Gather every line of the listing below that contains the word "giving", and copy each such line in full.
# Start of PROVIDED MATERIAL
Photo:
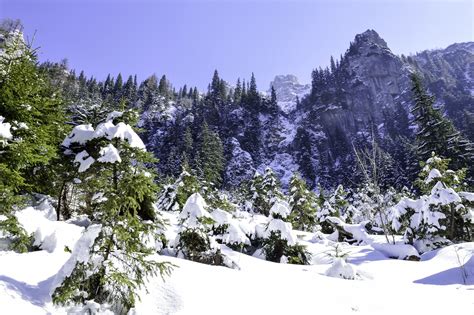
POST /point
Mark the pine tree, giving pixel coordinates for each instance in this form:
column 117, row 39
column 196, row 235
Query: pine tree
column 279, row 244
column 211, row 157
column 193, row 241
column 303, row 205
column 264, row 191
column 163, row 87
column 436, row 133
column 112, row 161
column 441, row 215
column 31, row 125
# End of PROVIDED MATERIAL
# Start of PROVIDED MATERIAL
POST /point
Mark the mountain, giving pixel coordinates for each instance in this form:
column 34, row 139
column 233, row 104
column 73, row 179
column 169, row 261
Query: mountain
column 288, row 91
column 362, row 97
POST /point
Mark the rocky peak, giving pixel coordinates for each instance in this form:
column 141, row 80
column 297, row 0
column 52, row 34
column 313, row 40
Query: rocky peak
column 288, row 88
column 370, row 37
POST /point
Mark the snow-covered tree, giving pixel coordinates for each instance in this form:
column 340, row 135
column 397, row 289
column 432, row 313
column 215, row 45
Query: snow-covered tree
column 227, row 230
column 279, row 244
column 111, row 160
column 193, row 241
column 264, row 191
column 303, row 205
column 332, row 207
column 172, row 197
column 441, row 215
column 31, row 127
# End of PROVIDED MATERIAL
REPLY:
Mark the pine tree, giving pixel coordinates for each instance in this form:
Mark the mountain, giving pixel coordinates for each instance in this form:
Mark the rocky peak, giving pixel coordinates for each instance in this form:
Mark the snow-covered tree, giving pixel coordinates for each instance in this form:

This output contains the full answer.